Action requise A: Extrayez du document source, à l'identique, le passage qui s'ouvre sur les mots où figure « L'équité en matière de santé et » et se clôt sur « des systèmes résilients. ».
Action requise B: Relevez dans le document source tout ce qui y est expressément qualifié de « priorité absolue ».
═════ Document source
L'équité en matière de santé et l'inclusion restent la priorité absolue. En ce qui concerne l'équité en matière de santé, nous sommes tous témoins de ce qui se passe avec le vaccin COVID-19, l'équité en matière de vaccins est donc une priorité absolue. Ce qui s'est passé avec le vaccin COVID-19 est un baromètre pour savoir si la coopération internationale fonctionne ou non. Et jusqu'à présent, le verdict est qu'elle est dysfonctionnelle. Cela signifie que nous devons nous assurer que ce que l'on appelle le "bien commun" est réellement mis en œuvre en tant que bien commun. Mais plus spécifiquement sur la santé, il s'agira de s'assurer qu'il y a une mobilisation pour la résilience de la santé, pour construire des systèmes résilients.
L'égalité des sexes et l'autonomisation des femmes resteront également une question importante pour nous. Nous sommes toujours restés parmi les dix premiers champions de la campagne "He for She" [une campagne des Nations Unies sur l'égalité des sexes].
En outre, j'ai repris à la fin de l'année dernière [2020] la coprésidence, avec le représentant permanent du Qatar, du Groupe d'amis sur la parité des sexes, qui rassemble plus de 150 pays. Nous voulons nous assurer que la parité entre les sexes que nous observons au sein du Secrétariat de l'ONU ne se limite pas aux postes de haut niveau. Oui, le Secrétaire général António Guterres a fait un excellent travail pour atteindre la parité des sexes aux niveaux supérieurs. Cependant, la véritable parité entre les sexes et la véritable intégration se produisent au niveau de l'encadrement intermédiaire. Il faut donc poursuivre ce travail et l'intégrer dans les performances des cadres.
Vous savez probablement aussi que le Rwanda est souvent considéré comme un "pays numérique". L'inclusion numérique restera donc une priorité absolue pour moi et pour notre pays.
══════════
═════ Données d'entrée
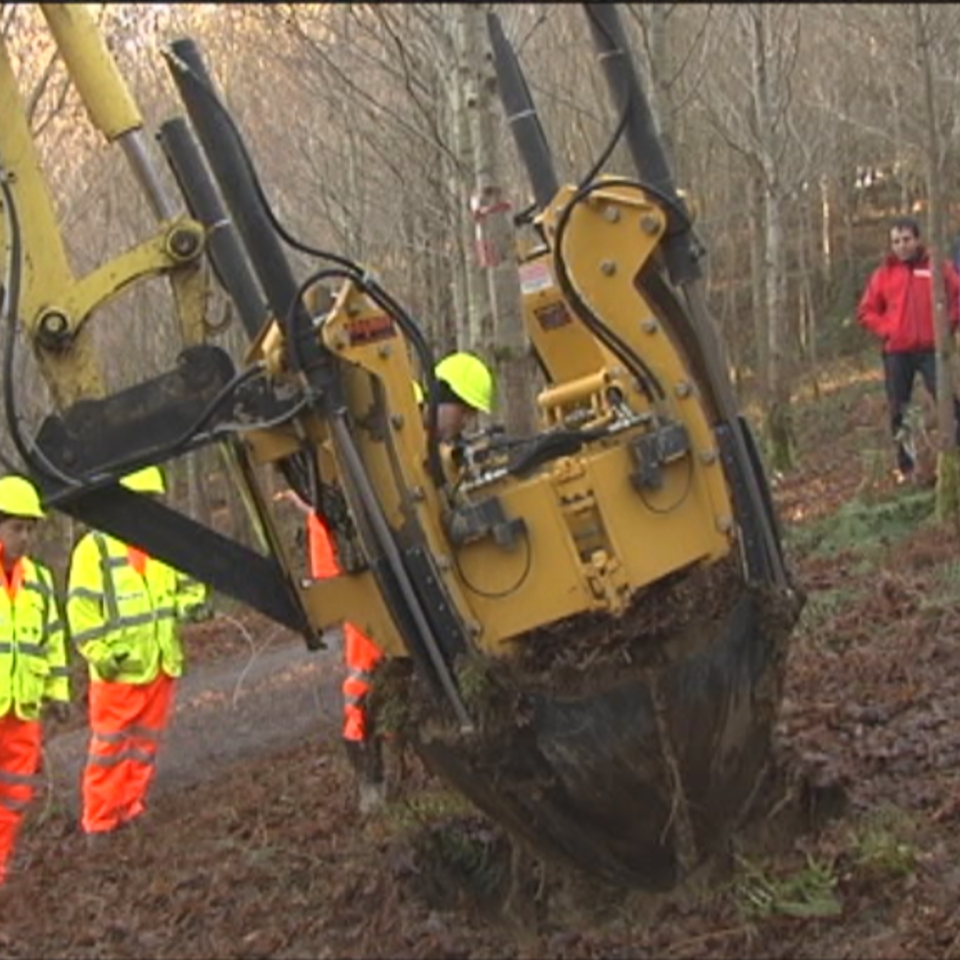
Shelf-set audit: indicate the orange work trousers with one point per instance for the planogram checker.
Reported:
(360, 653)
(19, 761)
(127, 721)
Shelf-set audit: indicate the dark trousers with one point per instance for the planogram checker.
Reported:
(900, 371)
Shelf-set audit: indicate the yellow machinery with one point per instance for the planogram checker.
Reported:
(615, 581)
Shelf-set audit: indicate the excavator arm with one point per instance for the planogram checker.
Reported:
(588, 624)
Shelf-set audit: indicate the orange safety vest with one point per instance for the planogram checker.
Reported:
(323, 560)
(360, 653)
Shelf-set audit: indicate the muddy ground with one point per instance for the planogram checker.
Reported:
(252, 846)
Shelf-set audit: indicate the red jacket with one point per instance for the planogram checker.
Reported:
(898, 308)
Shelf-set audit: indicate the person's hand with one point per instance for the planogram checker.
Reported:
(291, 496)
(58, 710)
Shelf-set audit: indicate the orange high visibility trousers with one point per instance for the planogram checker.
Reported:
(360, 653)
(127, 721)
(19, 761)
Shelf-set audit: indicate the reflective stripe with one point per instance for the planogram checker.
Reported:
(84, 593)
(145, 733)
(24, 779)
(128, 733)
(94, 633)
(118, 737)
(135, 620)
(111, 760)
(109, 591)
(38, 585)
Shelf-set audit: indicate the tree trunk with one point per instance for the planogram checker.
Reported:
(777, 374)
(502, 335)
(948, 460)
(757, 298)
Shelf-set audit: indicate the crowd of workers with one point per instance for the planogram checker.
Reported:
(122, 614)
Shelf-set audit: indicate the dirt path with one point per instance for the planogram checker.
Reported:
(277, 694)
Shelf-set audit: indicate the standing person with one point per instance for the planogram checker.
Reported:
(897, 307)
(34, 678)
(361, 655)
(123, 610)
(464, 386)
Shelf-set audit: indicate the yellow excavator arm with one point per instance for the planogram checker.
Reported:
(616, 578)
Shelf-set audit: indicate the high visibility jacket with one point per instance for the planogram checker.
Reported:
(115, 611)
(33, 655)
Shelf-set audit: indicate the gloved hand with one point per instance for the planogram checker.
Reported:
(58, 710)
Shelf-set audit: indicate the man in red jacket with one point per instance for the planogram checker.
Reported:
(897, 306)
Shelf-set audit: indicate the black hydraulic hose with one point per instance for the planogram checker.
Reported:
(224, 247)
(385, 541)
(33, 458)
(413, 332)
(522, 116)
(190, 68)
(641, 134)
(641, 370)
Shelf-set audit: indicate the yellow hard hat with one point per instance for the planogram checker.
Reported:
(19, 498)
(468, 377)
(145, 480)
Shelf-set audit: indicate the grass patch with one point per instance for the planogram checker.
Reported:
(808, 892)
(862, 527)
(881, 844)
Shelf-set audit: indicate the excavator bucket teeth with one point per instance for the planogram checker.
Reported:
(638, 779)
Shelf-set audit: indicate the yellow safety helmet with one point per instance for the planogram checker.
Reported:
(145, 480)
(468, 377)
(19, 498)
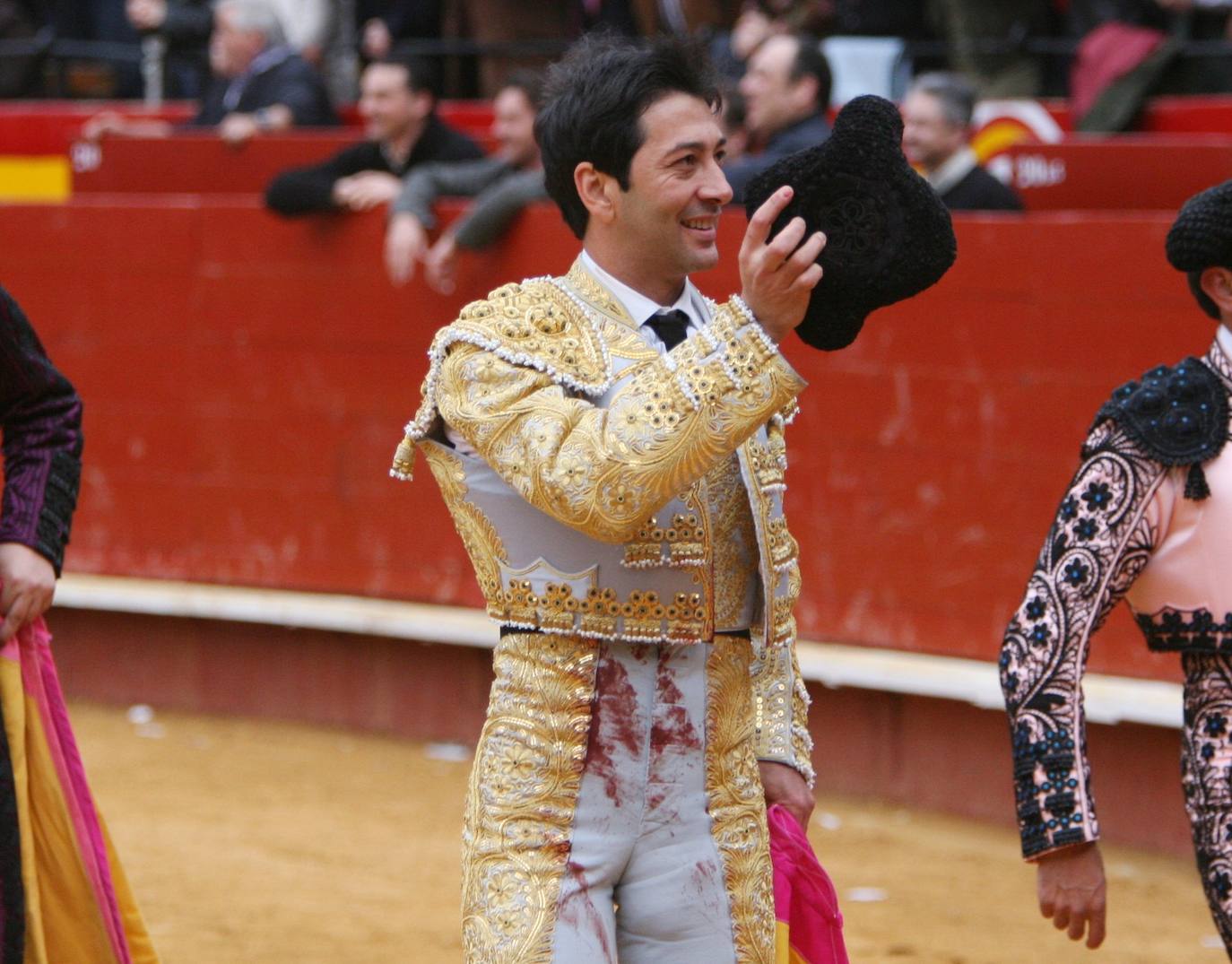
══════════
Réponse A:
L'équité en matière de santé et l'inclusion restent la priorité absolue. En ce qui concerne l'équité en matière de santé, nous sommes tous témoins de ce qui se passe avec le vaccin COVID-19, l'équité en matière de vaccins est donc une priorité absolue. Ce qui s'est passé avec le vaccin COVID-19 est un baromètre pour savoir si la coopération internationale fonctionne ou non. Et jusqu'à présent, le verdict est qu'elle est dysfonctionnelle. Cela signifie que nous devons nous assurer que ce que l'on appelle le "bien commun" est réellement mis en œuvre en tant que bien commun. Mais plus spécifiquement sur la santé, il s'agira de s'assurer qu'il y a une mobilisation pour la résilience de la santé, pour construire des systèmes résilients.

Réponse B:
- L'équité en matière de santé et l'inclusion
- L'équité en matière de vaccins
- L'inclusion numérique